| GIVEN TASK |
Retype every row below word for word, leaving out the pictures.

| PROVIDED RECORDS |
================

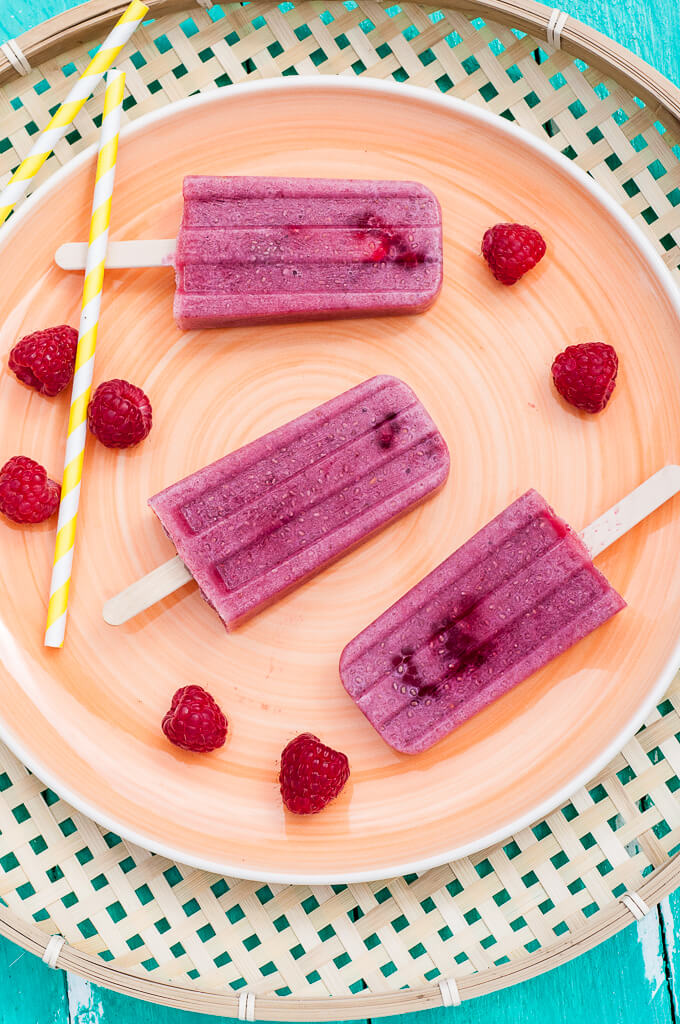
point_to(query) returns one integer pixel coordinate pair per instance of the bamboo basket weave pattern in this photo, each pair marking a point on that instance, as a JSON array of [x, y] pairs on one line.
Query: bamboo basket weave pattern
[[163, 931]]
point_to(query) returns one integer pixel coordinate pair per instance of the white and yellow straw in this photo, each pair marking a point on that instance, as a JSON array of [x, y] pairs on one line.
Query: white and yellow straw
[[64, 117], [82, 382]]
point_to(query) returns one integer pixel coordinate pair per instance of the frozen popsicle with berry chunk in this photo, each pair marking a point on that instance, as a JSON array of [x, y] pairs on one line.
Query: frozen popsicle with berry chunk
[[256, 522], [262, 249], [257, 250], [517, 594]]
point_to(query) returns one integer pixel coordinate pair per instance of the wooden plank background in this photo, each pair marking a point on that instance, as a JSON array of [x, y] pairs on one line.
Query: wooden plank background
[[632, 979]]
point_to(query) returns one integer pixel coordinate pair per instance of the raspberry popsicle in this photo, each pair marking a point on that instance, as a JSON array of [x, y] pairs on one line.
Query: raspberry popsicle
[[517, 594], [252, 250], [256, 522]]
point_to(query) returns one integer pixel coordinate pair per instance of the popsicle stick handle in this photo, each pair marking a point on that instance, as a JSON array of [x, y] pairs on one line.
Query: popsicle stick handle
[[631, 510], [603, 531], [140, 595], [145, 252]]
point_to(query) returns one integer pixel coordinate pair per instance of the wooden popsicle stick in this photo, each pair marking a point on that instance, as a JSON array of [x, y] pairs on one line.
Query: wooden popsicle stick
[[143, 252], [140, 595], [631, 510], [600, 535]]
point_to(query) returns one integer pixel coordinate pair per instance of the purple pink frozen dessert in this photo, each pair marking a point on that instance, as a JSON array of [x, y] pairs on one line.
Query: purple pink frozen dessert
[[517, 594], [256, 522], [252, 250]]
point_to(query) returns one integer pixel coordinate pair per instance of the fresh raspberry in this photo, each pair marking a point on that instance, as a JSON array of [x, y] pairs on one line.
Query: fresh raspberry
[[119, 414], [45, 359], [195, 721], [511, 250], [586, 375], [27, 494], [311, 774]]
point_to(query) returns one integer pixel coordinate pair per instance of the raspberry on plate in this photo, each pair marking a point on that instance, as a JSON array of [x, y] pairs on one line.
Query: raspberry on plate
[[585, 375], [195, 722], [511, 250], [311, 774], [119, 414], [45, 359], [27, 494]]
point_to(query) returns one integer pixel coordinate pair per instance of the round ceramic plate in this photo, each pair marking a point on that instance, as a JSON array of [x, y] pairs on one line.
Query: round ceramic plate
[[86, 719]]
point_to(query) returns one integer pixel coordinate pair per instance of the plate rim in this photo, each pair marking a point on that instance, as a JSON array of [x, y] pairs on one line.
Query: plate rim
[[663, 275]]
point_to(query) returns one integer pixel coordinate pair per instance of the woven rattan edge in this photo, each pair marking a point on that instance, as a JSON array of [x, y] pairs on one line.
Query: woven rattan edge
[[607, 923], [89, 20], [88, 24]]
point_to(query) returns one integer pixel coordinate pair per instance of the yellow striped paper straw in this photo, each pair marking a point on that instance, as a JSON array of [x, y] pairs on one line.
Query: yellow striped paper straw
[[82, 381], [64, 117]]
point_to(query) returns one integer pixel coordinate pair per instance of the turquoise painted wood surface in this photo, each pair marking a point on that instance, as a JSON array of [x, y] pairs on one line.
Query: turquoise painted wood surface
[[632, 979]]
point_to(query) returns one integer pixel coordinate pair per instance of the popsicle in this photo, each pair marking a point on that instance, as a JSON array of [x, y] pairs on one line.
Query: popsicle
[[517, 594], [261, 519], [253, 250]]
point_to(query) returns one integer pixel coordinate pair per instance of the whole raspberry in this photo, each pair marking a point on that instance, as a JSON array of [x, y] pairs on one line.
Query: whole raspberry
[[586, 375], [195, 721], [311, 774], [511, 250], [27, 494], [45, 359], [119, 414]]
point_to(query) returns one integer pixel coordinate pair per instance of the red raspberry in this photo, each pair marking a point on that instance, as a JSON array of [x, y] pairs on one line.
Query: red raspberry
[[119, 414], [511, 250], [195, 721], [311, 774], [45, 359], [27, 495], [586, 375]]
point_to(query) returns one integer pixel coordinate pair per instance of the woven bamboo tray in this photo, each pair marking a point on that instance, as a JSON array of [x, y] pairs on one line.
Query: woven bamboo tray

================

| EXERCISE RESPONSE |
point_to(query) returns one integer pixel coordinate pair per instance of the bamboo basket weave pattern in this photo, each pair marking a point on that instance, as a JSON array of [x, y] pairs on one line.
Query: bamboo basket weave pattern
[[163, 931]]
point_to(query) returns one integer pixel coordinate pair per instance of the white and yellow straw in this photo, each pair marking a point on that instance, as a JSON array of [x, y] pairs on one line.
Query: white and yellow straw
[[64, 117], [82, 382]]
point_to(query) returns one integer pixel coordinate pair per instance of the frozen popsicle with berry chunk in this photo, each pair marking a point on that instance, as a JSON array of [x, y] pairs on one line.
Query: frozen popsicle with berry chunk
[[256, 522], [262, 249], [257, 250], [517, 594]]
point_to(query) returns one integer pixel coordinate pair per instance of the wooden plank background in this photo, each pair marking a point on that instance, as a JSON array of [x, y] pairs on one line.
Query: wooden plank background
[[632, 979]]
point_to(query) returns one integer pixel coordinate pair per instance of the raspberry popsicle in this photo, each pair marking a point on that instance, as a JSON array of [x, y] pairs on one line.
Query: raspberry popsicle
[[517, 594], [252, 250], [256, 522]]
point_to(query) returns one integer pixel coordinate pair per instance of the popsicle stick handle in this photo, each pair marking a point on that instance, as a JSON array of [x, y] pairs on one line.
Query: popsicle stick handle
[[631, 510], [603, 531], [140, 595], [145, 252]]
point_to(query) returns one integer pixel coordinate pair per instance of the wooden popsicle stick in this photo, each pair marking a point on that instance, as a JSON array of [x, y] pairs on one line.
Query: wooden popsicle stick
[[143, 252], [140, 595], [631, 510], [600, 535]]
point_to(query) returns one integer pixel coordinate pair per instance of the purple pink frozen dessert in this photo, each pair marking a point on that instance, as a JSON array of [x, y] pairs on one line.
Query: purple pink frozen dessert
[[517, 594], [256, 522], [252, 250]]
point_to(query) returns one integer pixel coordinate pair per instance of the fresh raspberry in this photo, each pair marking a point on that instance, as a JSON array of [x, y] pairs on one line.
Query: fresh raspberry
[[119, 414], [45, 359], [195, 721], [511, 250], [586, 375], [27, 494], [311, 774]]
point_to(query) returns one integer pixel coordinate pair per instance of the raspberry on plate in this photo, each pair marking a point on that instance, as a JSON array of [x, y] pairs on one line.
Query: raspberry on plate
[[585, 375], [195, 722], [511, 250], [311, 774], [119, 414], [45, 359], [27, 494]]
point_to(query) returns one integer pixel coordinate pair per instance of the round ceramic plate in this photo, each pair marking a point on that instance, as a JSON array of [x, y] pairs on one line.
Query: round ceramic plate
[[86, 719]]
point_to(query) returns one integer pixel coordinate pair per instance of the plate rim in this photo, each pair marking a point on that instance, as a JSON array of [x, y] pairs on one line.
Query: plate rim
[[663, 275]]
point_to(query) returns one integer pixel coordinate pair per instance of the woven rattan edge in this photo, each pair marking a point on that instance, as a JSON array of [x, y] pairs on one line.
Query: woven rattan edge
[[607, 923], [89, 20], [88, 24]]
point_to(query) returns one integer pixel coordinate pair per instance of the yellow striped paper straw in this photo, each pair marking a point on that instance, as a JSON array of [x, y] pairs on one line.
Query: yellow striped paper straw
[[82, 381], [64, 117]]
point_to(query) returns one integer pixel coordinate pair per instance of the turquoise painted wood surface in this photo, each pair marking a point on that instance, as a JSON array of [x, y] pairs on one line.
Query: turquoise painted wood surface
[[632, 979]]
point_to(query) returns one integer pixel coordinate pair per instance of the popsicle in this photo, each pair marking a point on that instance, as a JSON array of [x, y] pairs on one line.
Query: popsicle
[[517, 594], [261, 519], [253, 250]]
point_to(query) returns one integer pixel coordinate pair per instance of the whole raspberry in this photo, each pair marking a point on that instance, as a JSON array of [x, y] pairs on one line.
Query: whole raspberry
[[586, 375], [195, 721], [311, 774], [511, 250], [27, 494], [45, 359], [119, 414]]
point_to(query) returns one integer pixel coordinate pair per instance of the red raspberry in this photo, each pair marking a point on that instance, as a JSON array of [x, y] pairs on one line.
Query: red raspberry
[[119, 414], [511, 250], [195, 721], [311, 774], [45, 359], [27, 495], [586, 375]]
point_to(query) returns one integer pixel coordinate pair per instance of the woven bamboo tray in this photo, each pair marking a point on that instance, as a JSON array of [x, y] pairs on one line.
Query: woven bamboo tray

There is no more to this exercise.